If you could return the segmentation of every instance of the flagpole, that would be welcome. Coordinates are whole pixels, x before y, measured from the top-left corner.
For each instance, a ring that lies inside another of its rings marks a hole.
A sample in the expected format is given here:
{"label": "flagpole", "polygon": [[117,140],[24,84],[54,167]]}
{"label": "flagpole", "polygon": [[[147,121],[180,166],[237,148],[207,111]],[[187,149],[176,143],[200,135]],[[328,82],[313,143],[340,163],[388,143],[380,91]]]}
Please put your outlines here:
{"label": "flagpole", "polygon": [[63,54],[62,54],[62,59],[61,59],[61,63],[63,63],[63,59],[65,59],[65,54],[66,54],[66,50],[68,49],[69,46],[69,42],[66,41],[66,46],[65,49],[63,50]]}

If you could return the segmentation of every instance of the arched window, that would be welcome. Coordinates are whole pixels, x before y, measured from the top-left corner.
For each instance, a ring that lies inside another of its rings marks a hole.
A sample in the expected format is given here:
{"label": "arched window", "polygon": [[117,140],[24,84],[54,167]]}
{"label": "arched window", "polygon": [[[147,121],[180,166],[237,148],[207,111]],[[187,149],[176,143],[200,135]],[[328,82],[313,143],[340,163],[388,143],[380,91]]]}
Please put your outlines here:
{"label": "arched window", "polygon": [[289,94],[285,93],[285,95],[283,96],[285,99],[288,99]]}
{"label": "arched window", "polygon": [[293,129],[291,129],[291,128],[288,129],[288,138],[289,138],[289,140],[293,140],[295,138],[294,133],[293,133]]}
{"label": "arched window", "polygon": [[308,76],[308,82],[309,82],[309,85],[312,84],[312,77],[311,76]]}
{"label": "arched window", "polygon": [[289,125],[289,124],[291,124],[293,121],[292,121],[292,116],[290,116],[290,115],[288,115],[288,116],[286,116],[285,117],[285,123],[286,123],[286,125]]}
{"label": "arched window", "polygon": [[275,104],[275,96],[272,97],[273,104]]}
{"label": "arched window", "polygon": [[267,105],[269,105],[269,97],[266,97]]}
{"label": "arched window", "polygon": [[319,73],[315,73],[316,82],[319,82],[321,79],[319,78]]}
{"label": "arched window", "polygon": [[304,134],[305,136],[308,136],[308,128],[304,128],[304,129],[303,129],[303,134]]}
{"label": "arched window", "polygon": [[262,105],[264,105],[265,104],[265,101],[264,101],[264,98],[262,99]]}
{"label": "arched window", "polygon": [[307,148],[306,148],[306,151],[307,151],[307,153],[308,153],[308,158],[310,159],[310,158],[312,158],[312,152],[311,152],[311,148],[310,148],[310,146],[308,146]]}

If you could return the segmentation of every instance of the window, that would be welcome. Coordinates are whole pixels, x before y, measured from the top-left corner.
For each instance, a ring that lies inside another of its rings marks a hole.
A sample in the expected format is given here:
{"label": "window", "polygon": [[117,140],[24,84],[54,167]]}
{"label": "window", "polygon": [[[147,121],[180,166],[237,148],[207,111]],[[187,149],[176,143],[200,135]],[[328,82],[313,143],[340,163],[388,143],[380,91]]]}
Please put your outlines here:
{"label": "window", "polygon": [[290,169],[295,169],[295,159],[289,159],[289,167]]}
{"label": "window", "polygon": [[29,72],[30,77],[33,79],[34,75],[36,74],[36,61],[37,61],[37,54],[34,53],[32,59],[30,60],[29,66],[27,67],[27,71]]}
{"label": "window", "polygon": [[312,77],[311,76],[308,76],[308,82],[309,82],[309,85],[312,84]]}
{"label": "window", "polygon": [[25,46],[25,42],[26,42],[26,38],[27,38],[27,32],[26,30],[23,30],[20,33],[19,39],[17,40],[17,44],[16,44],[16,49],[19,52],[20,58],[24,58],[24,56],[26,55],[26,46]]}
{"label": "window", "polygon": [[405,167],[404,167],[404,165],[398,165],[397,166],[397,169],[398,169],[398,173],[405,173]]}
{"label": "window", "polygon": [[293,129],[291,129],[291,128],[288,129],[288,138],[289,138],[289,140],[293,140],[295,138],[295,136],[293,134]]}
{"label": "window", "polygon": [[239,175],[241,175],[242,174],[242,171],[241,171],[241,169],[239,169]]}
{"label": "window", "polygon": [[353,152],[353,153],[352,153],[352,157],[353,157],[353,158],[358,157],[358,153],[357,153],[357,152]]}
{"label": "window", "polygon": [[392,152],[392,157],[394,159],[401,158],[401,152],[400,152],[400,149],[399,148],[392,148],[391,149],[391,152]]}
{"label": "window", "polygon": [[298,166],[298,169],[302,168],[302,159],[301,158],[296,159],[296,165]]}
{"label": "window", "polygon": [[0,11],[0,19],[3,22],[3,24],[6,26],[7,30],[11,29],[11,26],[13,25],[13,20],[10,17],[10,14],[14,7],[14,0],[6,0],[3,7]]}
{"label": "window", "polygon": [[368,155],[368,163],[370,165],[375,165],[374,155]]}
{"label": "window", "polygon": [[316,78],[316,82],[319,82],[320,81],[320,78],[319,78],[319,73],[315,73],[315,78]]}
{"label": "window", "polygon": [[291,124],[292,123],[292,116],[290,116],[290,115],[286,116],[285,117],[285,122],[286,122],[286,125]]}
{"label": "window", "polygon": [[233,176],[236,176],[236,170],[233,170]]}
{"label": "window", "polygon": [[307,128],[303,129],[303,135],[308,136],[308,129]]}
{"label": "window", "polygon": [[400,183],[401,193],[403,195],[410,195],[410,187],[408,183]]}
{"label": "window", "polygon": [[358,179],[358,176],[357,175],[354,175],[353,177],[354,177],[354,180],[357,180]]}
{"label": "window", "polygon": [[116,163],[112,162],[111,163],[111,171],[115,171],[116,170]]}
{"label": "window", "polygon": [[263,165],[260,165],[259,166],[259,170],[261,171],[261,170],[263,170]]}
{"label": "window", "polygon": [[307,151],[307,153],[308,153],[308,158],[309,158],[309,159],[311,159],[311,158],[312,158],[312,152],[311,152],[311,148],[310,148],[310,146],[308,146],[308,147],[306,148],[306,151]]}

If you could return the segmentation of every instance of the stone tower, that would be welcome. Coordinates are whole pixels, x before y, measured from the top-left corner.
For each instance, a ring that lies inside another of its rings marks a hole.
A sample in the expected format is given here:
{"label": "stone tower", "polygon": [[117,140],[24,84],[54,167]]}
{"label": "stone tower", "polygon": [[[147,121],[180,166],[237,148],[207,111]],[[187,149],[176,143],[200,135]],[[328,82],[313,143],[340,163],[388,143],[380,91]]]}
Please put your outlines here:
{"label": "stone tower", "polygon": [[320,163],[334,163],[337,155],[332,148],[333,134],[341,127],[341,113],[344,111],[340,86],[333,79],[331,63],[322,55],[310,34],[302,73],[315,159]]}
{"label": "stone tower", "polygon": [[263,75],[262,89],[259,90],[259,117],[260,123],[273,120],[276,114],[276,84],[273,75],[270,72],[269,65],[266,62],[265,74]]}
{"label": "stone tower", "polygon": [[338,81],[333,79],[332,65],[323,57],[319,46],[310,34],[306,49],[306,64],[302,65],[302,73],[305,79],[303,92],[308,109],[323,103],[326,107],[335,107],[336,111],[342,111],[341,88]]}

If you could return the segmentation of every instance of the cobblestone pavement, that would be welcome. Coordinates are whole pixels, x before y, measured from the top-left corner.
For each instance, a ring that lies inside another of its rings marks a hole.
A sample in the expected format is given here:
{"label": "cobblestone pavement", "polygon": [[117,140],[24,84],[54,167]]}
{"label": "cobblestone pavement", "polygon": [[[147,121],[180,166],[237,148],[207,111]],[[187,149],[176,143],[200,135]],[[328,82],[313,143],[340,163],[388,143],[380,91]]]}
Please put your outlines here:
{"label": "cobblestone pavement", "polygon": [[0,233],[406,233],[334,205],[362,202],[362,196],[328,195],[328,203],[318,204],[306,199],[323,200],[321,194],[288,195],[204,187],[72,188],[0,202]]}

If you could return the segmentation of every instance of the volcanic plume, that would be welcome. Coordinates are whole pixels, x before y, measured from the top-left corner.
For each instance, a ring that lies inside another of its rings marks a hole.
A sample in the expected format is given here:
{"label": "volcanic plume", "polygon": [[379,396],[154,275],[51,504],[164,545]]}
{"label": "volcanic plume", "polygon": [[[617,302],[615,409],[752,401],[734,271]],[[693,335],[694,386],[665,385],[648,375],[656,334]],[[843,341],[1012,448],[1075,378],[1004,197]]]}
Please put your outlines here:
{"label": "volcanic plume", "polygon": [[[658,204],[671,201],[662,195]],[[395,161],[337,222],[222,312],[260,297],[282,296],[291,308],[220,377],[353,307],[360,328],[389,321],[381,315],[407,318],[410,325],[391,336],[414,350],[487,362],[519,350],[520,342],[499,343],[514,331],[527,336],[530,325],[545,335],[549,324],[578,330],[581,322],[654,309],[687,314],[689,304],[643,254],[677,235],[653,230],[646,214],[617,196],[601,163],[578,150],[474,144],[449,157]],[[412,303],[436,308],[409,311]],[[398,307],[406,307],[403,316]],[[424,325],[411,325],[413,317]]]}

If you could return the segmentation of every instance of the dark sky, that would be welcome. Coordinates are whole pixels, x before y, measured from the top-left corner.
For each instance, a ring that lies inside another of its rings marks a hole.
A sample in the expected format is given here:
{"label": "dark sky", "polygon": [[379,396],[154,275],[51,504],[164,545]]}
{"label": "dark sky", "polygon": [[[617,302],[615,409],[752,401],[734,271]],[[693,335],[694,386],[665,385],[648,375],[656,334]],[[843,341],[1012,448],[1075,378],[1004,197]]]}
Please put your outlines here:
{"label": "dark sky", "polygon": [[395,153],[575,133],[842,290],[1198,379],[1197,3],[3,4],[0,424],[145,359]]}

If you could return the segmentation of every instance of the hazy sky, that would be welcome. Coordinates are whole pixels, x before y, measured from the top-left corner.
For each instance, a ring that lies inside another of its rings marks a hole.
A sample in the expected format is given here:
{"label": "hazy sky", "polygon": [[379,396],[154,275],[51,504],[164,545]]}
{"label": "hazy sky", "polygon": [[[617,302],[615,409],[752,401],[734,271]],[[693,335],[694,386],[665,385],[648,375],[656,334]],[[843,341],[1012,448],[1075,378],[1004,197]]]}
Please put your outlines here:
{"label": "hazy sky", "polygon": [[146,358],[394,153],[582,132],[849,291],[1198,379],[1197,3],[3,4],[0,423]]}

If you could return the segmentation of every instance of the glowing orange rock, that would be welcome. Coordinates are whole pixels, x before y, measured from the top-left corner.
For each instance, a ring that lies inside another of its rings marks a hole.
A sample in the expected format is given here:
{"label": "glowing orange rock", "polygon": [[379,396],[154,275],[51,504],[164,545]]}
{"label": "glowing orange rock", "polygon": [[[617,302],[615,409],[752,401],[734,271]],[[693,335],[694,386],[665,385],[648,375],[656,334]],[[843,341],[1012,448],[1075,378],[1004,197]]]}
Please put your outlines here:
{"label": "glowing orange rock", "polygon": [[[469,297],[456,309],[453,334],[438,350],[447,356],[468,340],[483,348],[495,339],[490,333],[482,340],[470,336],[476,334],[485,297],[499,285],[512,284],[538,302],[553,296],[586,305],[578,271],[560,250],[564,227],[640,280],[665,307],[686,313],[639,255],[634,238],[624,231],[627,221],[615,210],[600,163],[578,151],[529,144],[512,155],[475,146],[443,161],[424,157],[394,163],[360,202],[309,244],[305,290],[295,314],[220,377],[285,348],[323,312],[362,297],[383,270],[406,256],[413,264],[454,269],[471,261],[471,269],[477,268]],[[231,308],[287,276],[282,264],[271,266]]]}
--
Show the lines above with "left".

▸ ANSWER SECTION
If you could return the segmentation of every instance of the flagpole, that would be welcome. Coordinates are whole pixels, x before y, measured from the top-left corner.
If you could return the segmentation of every instance of the arched window, that would be welcome. Coordinates are whole pixels, x before y, measured from the top-left corner.
If you could return the segmentation of every instance of the window, that would be welcome. Coordinates are whole pixels, x before y, measured from the top-left corner.
If you could return the segmentation of every instance of the stone tower, that would be welcome. Coordinates are whole pixels, x before y, measured from the top-left corner.
If you could return the segmentation of every instance of the cobblestone pavement, that would be welcome. Coordinates are whole pixels, x before y, measured from the top-left corner.
If you could return the segmentation of every instance of the volcanic plume, that would be welcome. Coordinates are whole pixels, x before y, measured from the top-left corner.
If you could return the segmentation of every instance of the dark sky, that would be welcome. Coordinates are whole pixels, x before y, measured from the top-left corner.
If you could return the segmentation of every instance of the hazy sky, that would be welcome. Coordinates are whole pixels, x before y, measured from the top-left corner.
If you could return the segmentation of every instance of the glowing orange rock, that would be welcome. Coordinates are whole pixels, x before y, measured from the top-left corner.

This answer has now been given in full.